Quote exactly the lines from the start of the entries to the one with "Q: Point to one spot on each instance of the martini", both ends included.

Saved entries:
== Segment start ==
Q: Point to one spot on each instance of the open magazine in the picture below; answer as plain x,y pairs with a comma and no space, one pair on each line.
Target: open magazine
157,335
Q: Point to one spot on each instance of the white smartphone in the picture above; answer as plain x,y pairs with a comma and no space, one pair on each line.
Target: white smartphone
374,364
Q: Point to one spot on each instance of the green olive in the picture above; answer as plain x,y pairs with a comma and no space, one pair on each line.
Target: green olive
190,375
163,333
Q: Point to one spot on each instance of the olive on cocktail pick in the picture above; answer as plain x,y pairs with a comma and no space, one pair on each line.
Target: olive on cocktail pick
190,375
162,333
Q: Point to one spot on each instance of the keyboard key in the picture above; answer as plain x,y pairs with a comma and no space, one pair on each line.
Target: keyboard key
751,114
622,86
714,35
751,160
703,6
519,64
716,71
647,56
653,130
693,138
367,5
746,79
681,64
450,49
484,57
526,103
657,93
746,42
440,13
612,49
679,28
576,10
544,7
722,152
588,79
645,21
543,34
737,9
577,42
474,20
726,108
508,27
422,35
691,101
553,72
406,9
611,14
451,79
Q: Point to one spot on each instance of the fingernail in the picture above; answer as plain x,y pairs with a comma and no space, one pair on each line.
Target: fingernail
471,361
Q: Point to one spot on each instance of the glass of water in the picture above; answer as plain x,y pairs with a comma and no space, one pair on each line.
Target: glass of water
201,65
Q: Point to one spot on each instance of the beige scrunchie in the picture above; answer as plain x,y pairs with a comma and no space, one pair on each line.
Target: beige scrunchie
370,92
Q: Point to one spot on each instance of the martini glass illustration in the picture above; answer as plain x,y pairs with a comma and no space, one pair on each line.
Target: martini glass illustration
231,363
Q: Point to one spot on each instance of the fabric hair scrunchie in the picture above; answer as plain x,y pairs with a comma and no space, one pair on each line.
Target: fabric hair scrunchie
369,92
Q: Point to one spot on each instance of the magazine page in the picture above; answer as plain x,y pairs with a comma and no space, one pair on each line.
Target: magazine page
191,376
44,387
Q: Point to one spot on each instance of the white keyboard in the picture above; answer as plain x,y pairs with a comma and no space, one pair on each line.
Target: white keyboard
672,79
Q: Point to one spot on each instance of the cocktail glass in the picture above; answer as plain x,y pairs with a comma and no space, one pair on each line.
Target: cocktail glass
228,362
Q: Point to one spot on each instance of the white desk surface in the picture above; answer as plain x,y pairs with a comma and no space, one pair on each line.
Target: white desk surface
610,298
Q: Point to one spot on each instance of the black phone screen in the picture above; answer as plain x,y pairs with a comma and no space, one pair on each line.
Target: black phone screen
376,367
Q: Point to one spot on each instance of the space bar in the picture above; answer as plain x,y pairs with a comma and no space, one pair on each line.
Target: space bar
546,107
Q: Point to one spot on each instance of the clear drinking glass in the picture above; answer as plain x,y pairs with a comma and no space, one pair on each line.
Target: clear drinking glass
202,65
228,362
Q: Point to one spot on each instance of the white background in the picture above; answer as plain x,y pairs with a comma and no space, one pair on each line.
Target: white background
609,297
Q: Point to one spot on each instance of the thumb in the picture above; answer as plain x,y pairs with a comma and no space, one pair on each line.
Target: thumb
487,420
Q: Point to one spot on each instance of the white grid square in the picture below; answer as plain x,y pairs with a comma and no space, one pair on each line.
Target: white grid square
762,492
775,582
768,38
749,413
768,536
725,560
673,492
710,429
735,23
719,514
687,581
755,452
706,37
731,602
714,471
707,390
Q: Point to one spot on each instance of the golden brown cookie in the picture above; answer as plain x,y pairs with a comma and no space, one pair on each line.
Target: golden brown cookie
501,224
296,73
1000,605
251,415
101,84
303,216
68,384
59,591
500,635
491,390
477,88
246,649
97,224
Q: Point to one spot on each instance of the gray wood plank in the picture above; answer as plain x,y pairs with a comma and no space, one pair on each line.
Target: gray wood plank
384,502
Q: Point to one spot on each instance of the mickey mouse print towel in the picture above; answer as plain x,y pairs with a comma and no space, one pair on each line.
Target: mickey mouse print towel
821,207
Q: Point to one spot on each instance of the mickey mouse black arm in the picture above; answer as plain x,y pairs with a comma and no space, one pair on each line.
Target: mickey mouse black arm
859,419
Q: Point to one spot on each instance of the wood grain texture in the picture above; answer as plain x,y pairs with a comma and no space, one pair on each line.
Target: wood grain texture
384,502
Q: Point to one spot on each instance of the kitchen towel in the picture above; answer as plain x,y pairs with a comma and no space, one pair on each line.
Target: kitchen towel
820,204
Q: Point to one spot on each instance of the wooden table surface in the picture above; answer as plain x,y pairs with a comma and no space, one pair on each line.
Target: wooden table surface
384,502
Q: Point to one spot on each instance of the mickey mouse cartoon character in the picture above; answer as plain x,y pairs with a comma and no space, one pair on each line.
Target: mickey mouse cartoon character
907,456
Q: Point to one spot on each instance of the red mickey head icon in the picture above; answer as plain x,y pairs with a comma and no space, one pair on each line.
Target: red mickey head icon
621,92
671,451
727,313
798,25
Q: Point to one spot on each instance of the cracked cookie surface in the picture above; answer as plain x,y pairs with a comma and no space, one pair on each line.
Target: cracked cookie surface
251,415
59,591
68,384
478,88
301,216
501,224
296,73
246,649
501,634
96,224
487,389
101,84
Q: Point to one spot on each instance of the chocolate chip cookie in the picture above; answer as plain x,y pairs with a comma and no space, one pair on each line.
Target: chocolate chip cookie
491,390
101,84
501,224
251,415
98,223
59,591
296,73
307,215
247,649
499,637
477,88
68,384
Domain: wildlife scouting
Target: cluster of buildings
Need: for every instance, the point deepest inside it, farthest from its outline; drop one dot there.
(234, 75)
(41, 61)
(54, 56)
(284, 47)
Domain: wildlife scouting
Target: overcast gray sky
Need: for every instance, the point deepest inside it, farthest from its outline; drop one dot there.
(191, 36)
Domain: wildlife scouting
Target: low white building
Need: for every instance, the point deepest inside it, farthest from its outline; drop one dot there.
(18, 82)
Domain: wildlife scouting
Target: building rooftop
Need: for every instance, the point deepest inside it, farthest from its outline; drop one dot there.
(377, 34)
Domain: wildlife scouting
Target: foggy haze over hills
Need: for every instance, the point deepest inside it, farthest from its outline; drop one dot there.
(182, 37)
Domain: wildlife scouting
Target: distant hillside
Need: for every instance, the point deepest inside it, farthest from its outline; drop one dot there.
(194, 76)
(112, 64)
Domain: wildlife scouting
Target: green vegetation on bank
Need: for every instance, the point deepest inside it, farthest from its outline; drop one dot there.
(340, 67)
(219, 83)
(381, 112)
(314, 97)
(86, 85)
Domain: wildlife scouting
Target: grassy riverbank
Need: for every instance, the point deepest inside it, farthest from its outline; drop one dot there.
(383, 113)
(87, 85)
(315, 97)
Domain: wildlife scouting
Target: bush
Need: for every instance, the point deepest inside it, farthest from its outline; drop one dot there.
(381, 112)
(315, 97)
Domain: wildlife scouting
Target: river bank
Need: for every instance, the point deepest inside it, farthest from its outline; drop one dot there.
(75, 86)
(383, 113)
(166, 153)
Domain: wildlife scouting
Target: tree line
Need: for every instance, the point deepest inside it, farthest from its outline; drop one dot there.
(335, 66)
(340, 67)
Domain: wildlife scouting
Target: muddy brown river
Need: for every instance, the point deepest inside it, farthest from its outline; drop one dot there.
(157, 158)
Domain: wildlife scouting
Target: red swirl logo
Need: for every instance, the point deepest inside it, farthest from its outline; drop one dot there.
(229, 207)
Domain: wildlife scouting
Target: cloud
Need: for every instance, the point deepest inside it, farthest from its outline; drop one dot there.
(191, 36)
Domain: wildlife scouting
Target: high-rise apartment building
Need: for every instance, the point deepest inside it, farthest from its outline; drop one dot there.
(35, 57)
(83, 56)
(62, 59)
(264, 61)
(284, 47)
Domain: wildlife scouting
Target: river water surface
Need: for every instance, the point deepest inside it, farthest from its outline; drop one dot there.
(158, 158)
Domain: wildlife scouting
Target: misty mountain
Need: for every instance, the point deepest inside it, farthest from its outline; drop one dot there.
== Segment end ==
Written answer:
Q: Point to one spot on each instance of the open magazine in the picture below; answer as plain x,y pairs with a comma and no space, one pair on each line.
Target: open magazine
157,335
Q: Point to one spot on each instance of the white smartphone in the picture above; answer as plain x,y pairs with a comma and no space, one pair on each line.
Target: white smartphone
374,364
Q: Point to one spot on each instance of the green olive in the picture above; answer as plain x,y pairs with a comma and no space, one pair on each line.
Target: green olive
190,375
163,333
Q: Point to one spot on each instance of the olive on cocktail pick in the picture above; answer as plain x,y pairs with a comma and no space, one pair on each line.
Target: olive on cocktail pick
190,375
162,333
Q: Point to one spot on each instance of the keyboard key in the picture above; answer as plain x,y pairs with a comma and no space, one pair on each line.
Target: keyboard key
751,114
622,86
714,35
751,160
703,6
519,64
716,71
647,56
653,130
693,138
367,5
746,79
681,64
450,49
484,57
526,103
657,93
746,42
440,13
612,49
679,28
576,10
544,7
722,152
588,79
645,21
543,34
737,9
577,42
474,20
726,108
508,27
422,35
691,101
553,72
406,9
611,14
451,79
Q: Point to one spot on each instance of the fingernail in the picture above; answer as plain x,y pairs with a comma and no space, one pair on each line.
Target: fingernail
471,361
Q: Point to one spot on each instance of the glass of water in the picture above; answer as plain x,y pairs with a comma and no space, one pair on each line.
Target: glass of water
201,65
Q: Point to one spot on each instance of the beige scrunchie in the picture above; answer as plain x,y pairs with a comma and no space, one pair on each line.
Target: beige scrunchie
370,92
Q: Point to one spot on each instance of the martini glass illustration in the picture above; answer as plain x,y pairs with a comma and no space, one pair on each line.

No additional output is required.